◆ **YOUR OBJECTIVE**: Your task is to retype, word for word, the lines from the start of the data through the line holding "Target: chocolate cookie". Do not include the pictures.

◆ **PROVIDED DATA**:

===============

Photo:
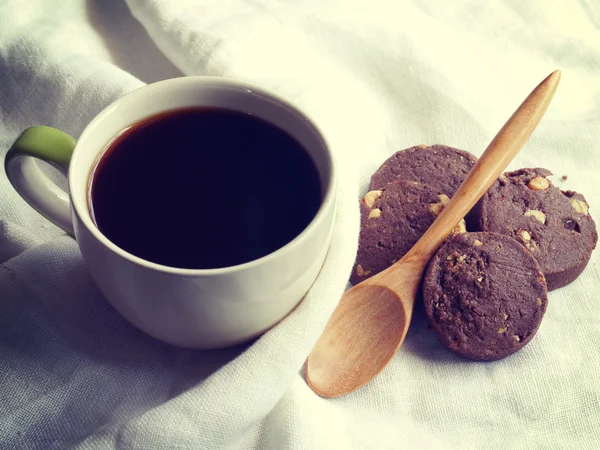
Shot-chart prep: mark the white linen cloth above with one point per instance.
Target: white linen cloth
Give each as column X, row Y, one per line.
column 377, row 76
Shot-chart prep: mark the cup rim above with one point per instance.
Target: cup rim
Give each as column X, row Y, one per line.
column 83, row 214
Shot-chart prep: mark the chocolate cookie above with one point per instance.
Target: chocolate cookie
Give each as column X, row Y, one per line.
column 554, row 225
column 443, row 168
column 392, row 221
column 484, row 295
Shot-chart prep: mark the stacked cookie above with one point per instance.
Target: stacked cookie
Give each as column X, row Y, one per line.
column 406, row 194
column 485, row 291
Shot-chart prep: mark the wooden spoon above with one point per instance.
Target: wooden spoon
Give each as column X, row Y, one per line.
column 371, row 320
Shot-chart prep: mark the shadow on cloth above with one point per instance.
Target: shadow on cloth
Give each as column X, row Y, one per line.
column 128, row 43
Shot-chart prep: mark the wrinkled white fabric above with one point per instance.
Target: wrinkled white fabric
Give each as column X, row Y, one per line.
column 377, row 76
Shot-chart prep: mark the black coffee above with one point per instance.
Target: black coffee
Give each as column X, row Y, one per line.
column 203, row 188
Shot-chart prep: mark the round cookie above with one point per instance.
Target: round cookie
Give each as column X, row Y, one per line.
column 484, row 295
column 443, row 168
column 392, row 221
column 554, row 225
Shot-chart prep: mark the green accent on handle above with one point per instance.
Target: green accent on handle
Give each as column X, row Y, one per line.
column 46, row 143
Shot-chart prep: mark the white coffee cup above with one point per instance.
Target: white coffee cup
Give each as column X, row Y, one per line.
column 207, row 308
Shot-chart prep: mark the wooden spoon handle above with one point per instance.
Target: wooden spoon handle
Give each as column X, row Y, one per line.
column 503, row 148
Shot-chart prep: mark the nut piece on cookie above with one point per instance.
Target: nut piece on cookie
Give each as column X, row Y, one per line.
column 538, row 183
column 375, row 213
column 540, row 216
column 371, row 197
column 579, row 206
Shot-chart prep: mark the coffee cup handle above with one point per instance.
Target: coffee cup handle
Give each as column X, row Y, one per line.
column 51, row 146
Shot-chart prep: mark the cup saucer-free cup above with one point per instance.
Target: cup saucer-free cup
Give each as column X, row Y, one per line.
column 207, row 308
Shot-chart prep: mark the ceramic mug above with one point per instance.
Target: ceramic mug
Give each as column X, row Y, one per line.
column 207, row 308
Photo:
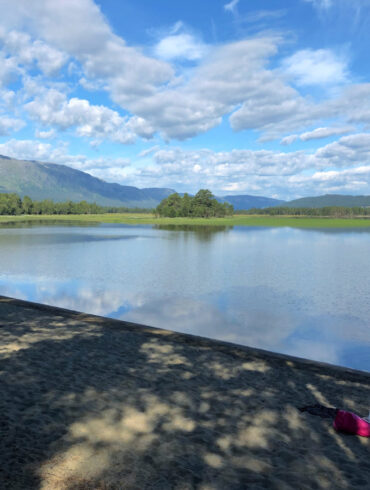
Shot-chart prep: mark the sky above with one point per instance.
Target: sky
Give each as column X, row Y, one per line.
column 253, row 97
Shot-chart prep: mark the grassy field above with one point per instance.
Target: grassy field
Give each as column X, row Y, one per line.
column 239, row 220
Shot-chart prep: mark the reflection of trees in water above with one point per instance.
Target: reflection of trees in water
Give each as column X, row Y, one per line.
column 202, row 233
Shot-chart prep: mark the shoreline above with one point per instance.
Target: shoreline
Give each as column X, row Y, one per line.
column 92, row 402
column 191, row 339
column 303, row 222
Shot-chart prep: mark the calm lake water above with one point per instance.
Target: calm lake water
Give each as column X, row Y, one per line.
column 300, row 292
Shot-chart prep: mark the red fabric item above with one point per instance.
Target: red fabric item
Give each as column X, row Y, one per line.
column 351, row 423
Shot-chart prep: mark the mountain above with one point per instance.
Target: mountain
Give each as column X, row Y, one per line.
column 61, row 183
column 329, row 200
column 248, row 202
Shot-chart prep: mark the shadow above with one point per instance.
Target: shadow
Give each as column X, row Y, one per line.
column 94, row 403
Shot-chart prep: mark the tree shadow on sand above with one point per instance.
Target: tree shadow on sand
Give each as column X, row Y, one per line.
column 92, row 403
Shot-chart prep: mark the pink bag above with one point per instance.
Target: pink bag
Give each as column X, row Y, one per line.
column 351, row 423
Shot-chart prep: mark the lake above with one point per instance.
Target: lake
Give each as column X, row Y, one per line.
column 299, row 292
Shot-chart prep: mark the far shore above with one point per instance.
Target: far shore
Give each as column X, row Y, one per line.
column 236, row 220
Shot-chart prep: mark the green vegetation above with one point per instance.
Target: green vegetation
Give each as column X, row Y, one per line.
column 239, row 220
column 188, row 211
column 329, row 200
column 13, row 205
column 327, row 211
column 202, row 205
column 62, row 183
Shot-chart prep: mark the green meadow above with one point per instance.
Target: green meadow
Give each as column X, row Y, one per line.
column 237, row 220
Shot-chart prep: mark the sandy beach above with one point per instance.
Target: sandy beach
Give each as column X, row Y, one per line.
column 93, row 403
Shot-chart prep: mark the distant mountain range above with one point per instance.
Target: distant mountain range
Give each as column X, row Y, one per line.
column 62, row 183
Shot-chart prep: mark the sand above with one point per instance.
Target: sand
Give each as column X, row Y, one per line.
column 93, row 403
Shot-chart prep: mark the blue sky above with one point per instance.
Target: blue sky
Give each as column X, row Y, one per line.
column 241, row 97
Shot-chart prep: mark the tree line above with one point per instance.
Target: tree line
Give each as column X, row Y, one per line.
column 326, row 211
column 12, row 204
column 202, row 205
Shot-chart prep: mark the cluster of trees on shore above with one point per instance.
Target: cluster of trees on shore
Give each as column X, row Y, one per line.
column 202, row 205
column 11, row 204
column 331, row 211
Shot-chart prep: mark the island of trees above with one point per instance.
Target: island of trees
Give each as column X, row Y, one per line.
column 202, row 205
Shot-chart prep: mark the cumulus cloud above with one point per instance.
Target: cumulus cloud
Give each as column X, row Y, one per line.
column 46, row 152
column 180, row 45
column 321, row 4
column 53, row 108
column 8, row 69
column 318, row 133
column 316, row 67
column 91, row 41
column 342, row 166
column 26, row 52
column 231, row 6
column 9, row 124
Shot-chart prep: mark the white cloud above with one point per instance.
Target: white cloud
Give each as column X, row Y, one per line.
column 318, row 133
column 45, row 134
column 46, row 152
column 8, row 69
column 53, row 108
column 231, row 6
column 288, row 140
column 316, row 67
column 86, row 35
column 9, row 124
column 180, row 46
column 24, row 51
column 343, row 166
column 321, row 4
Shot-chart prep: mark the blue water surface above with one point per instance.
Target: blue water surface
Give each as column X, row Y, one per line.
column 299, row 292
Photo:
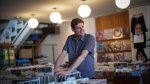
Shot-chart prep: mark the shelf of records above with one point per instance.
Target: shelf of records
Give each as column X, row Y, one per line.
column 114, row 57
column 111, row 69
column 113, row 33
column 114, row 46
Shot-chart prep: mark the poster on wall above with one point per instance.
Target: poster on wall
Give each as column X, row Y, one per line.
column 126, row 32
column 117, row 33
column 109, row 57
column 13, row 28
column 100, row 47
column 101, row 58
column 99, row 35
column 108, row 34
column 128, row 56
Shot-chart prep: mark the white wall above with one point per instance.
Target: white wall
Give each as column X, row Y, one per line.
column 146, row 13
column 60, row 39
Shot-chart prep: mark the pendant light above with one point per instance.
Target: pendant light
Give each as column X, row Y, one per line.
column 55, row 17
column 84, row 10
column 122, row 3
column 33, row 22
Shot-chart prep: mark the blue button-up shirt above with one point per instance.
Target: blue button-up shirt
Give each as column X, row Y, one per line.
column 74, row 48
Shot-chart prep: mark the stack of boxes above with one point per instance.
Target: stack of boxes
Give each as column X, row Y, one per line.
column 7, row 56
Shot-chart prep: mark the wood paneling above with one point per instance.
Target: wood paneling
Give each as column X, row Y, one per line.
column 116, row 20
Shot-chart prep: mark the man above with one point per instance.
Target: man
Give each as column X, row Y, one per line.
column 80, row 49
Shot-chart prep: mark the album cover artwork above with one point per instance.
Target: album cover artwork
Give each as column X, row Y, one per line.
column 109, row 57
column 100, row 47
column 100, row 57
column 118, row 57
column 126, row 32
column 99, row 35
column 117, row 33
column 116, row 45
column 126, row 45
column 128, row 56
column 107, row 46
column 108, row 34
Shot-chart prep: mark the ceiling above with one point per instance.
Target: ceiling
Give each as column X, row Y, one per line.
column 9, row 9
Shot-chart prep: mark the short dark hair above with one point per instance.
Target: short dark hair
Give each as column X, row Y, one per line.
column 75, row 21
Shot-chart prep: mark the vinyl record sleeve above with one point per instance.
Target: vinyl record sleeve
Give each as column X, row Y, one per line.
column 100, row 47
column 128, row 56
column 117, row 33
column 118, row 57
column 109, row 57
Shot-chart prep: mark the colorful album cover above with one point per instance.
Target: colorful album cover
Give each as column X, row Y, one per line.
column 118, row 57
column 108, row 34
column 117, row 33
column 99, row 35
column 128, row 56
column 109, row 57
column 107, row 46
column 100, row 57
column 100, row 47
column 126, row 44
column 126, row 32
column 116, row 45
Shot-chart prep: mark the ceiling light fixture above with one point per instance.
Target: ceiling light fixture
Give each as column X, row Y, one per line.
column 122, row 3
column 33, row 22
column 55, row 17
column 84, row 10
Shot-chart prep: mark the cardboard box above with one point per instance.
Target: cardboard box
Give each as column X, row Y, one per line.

===============

◆ **ANSWER BOX**:
Photo:
Shot-chart prep: mark the white linen cloth above with one point per instance.
Target: white linen cloth
Give each as column X, row Y, one per line.
column 377, row 76
Shot-chart prep: mark the cup rim above with one point per instance.
Target: cup rim
Give each as column X, row Y, one per line.
column 83, row 214
Shot-chart prep: mark the chocolate cookie above with one point per instance.
Target: chocolate cookie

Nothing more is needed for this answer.